● Requirements
Could you repeat the rows below with "search term" in place of "noun phrase" and everything else left as it is?

_ _ _ _ _ _ _

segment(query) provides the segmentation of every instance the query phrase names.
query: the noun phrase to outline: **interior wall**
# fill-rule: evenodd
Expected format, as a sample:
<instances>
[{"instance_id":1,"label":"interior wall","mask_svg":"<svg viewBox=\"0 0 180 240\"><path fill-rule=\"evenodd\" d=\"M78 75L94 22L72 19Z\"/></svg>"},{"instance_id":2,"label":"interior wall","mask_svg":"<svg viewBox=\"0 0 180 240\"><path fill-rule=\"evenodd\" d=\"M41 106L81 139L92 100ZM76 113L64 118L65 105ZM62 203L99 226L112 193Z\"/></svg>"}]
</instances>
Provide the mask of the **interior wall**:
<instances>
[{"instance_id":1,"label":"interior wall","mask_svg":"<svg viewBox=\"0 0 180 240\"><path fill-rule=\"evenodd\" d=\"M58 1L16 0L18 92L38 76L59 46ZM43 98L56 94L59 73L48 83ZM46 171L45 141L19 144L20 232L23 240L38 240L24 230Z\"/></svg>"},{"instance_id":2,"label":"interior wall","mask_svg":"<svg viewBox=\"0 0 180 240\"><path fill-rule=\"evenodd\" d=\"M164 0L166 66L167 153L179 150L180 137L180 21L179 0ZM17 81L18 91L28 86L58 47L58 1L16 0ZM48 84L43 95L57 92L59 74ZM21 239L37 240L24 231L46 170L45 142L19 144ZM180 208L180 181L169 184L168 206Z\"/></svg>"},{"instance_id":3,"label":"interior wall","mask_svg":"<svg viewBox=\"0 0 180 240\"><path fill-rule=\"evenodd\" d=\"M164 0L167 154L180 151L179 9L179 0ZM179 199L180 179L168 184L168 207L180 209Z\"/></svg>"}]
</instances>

_ _ _ _ _ _ _

● Final answer
segment(query) provides the segmentation of every instance the query phrase names.
query: the search term to outline: **interior wall**
# fill-rule: evenodd
Expected format, as a sample:
<instances>
[{"instance_id":1,"label":"interior wall","mask_svg":"<svg viewBox=\"0 0 180 240\"><path fill-rule=\"evenodd\" d=\"M78 75L94 22L72 19Z\"/></svg>"},{"instance_id":2,"label":"interior wall","mask_svg":"<svg viewBox=\"0 0 180 240\"><path fill-rule=\"evenodd\" d=\"M41 106L81 139L92 100ZM76 113L64 118L65 105ZM62 203L99 226L112 193Z\"/></svg>"}]
</instances>
Provide the mask of the **interior wall**:
<instances>
[{"instance_id":1,"label":"interior wall","mask_svg":"<svg viewBox=\"0 0 180 240\"><path fill-rule=\"evenodd\" d=\"M58 1L16 0L18 92L38 76L59 46ZM43 98L56 94L59 73L48 83ZM46 171L45 141L19 144L20 232L23 240L38 240L24 230Z\"/></svg>"},{"instance_id":2,"label":"interior wall","mask_svg":"<svg viewBox=\"0 0 180 240\"><path fill-rule=\"evenodd\" d=\"M164 0L166 66L167 153L179 150L180 137L180 21L179 0ZM17 81L18 91L28 86L58 47L58 1L16 0ZM48 84L43 95L57 92L59 74ZM21 239L37 240L24 231L46 170L45 142L19 144ZM180 208L180 181L169 184L168 206Z\"/></svg>"},{"instance_id":3,"label":"interior wall","mask_svg":"<svg viewBox=\"0 0 180 240\"><path fill-rule=\"evenodd\" d=\"M164 0L167 154L180 151L179 9L179 0ZM179 199L180 179L168 184L168 207L180 209Z\"/></svg>"}]
</instances>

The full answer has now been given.